[GIVEN PROBLEM]
In the entries below, change every occurrence of "Put one point on each instance" to "Mark every instance with a single point" and reproduce all lines with nothing else altered.
***** GIVEN DATA *****
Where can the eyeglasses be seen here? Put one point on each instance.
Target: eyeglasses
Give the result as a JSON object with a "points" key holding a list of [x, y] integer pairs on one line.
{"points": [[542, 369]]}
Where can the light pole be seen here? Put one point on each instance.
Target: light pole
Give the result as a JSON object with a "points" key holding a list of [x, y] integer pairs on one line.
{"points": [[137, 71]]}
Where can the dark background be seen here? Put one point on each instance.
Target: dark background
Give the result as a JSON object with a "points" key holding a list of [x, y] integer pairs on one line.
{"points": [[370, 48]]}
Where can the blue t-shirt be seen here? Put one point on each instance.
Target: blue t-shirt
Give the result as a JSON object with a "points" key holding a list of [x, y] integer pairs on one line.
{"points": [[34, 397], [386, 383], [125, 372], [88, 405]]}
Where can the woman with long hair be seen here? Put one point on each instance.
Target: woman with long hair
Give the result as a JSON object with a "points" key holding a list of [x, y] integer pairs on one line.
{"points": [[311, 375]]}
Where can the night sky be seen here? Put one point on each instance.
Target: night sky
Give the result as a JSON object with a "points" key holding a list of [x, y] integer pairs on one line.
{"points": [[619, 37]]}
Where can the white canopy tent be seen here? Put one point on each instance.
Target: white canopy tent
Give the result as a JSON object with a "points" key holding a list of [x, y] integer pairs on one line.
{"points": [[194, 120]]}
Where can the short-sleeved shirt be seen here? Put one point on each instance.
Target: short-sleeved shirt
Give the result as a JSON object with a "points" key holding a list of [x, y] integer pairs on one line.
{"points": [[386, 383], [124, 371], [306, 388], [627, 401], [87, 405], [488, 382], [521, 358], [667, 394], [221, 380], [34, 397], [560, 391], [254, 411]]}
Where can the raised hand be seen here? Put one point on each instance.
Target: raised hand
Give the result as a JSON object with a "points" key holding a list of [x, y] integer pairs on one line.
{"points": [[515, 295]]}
*****
[COMPLETED EXERCISE]
Where can the eyeglasses be seen here? Mark every instance with a single point.
Target: eyeglasses
Give the result as a JSON object with a "points" key holding a list of [x, y] integer pairs on one line.
{"points": [[542, 369]]}
Where can the light pole be seen here? Mark every instance with a single point.
Target: light pole
Give the result as a JSON object with a "points" key holding a list of [x, y] integer pairs on one line.
{"points": [[137, 71]]}
Where can the dark background be seen here? Mark every instance with a single point.
Target: dark background
Give the result as a JSON object with a "points" key holding a list of [x, y] integer pairs on one line.
{"points": [[370, 48]]}
Where can the blue t-shirt be seen here? Mark every instance with a single point.
Target: blue t-shirt
Give the result as a JSON object with a "points" key holding a list of [x, y] integer pairs on one line.
{"points": [[34, 397], [386, 383], [125, 372], [88, 405]]}
Where can the woman with long hair be seen here? Mark every instance with a single point.
Target: woman with long hair
Give the result as a JSON object with a "points" key holding a list of [x, y] integer pairs on one line.
{"points": [[311, 375]]}
Where can the night sky be seen here? Mark every instance with a single point.
Target: night sky
Give the result as a JSON object with a "points" key holding a list of [x, y] integer pairs on one line.
{"points": [[619, 37]]}
Where can the white canopy tent be seen here? Mark every instance with a single point.
Target: white canopy tent
Give the result as a JSON object with a "points" key holding a list of [x, y] integer pairs on one line.
{"points": [[194, 120]]}
Where can the short-sleeved shirt be seen here? Mark every instance with a single point.
Target: short-sleeved shirt
Give the result as a JSON object with a "points" key holding a list of [x, y] integer pairs on one line.
{"points": [[386, 383], [124, 371], [306, 388], [627, 401], [87, 405], [488, 382], [521, 358], [667, 394], [221, 380], [34, 397], [560, 391], [254, 411]]}
Where can the raised hand be seen here? Mark every instance with a single point.
Target: raised hand
Give the result as a JSON object with a "points" key holding a list of [x, y] integer pairs on one line.
{"points": [[515, 295]]}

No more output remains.